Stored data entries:
++++++++++++++++++++
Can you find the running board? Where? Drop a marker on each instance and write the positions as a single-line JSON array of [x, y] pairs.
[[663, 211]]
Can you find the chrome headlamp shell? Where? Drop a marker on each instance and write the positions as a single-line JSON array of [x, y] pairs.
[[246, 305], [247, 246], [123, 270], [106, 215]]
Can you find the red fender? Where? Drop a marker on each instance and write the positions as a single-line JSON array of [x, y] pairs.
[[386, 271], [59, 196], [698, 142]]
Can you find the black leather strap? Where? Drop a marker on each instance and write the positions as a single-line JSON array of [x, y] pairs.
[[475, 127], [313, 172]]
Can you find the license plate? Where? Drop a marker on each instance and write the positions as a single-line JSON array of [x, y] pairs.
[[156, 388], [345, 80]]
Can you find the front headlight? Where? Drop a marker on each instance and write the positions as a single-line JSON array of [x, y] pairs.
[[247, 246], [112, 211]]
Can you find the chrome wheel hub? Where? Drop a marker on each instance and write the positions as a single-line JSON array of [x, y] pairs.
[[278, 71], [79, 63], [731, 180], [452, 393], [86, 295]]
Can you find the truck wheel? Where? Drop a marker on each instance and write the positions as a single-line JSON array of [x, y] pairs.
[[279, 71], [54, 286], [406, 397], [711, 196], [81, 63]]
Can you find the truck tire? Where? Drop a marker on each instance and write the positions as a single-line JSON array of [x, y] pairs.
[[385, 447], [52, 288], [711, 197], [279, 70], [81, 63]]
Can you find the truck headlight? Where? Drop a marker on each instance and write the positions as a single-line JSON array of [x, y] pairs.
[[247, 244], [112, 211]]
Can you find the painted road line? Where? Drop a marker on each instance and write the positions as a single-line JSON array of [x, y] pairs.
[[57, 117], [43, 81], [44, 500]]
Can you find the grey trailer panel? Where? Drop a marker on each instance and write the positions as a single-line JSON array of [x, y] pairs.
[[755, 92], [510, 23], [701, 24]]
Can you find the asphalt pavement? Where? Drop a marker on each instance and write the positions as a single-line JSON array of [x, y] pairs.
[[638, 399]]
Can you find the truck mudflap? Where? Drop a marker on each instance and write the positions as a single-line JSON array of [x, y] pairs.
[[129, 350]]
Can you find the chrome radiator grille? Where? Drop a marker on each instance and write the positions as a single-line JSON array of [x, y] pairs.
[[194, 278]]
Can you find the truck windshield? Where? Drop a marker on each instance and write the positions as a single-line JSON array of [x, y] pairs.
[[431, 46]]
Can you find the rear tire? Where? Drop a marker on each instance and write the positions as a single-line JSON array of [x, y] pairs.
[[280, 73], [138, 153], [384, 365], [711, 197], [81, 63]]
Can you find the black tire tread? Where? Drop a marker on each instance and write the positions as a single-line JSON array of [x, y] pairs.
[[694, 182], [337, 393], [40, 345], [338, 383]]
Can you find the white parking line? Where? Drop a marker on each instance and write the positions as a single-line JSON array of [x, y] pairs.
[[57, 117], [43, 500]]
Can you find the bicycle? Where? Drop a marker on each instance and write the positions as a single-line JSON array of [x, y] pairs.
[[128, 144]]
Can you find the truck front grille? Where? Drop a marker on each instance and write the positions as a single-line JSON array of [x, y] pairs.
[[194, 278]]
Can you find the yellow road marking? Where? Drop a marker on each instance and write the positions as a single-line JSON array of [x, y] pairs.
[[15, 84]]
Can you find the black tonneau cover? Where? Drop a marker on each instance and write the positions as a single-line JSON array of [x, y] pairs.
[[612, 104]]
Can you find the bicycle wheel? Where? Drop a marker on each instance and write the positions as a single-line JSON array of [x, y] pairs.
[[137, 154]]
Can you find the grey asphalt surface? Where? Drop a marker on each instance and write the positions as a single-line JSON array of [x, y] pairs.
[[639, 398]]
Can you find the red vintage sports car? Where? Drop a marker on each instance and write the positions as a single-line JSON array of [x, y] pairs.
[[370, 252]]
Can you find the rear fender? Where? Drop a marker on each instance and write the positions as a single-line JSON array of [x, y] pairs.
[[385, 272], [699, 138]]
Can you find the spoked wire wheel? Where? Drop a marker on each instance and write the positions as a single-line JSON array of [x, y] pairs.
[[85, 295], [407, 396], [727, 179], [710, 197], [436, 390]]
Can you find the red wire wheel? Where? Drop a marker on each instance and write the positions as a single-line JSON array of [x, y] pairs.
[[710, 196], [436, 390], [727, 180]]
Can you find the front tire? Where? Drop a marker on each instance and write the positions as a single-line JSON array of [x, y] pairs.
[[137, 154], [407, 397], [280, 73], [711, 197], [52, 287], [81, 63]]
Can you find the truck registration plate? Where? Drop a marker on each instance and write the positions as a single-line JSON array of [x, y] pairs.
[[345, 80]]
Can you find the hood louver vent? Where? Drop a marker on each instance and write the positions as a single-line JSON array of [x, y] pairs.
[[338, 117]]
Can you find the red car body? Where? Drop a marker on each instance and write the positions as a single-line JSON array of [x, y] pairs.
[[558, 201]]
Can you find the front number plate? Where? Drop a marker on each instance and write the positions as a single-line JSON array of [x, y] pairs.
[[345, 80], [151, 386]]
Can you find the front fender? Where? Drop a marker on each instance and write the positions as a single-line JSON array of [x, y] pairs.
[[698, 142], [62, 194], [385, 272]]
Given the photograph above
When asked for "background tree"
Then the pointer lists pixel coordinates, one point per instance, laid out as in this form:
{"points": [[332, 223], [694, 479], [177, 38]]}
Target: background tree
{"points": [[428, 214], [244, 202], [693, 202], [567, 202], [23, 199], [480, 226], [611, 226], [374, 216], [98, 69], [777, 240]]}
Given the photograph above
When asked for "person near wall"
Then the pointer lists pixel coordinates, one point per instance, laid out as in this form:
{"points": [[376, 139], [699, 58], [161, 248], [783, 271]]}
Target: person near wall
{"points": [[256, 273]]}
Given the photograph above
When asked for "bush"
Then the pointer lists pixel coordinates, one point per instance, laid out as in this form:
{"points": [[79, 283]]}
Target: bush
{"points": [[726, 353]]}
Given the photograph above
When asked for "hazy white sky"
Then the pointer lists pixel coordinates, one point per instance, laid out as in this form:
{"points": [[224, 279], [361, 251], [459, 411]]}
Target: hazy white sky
++++++++++++++++++++
### WORK ITEM:
What is needed is each line from the records with the word "When" in it.

### SOLVED PROBLEM:
When asked for "background tree"
When asked for "person near wall"
When asked for "bush"
When asked for "hazy white sky"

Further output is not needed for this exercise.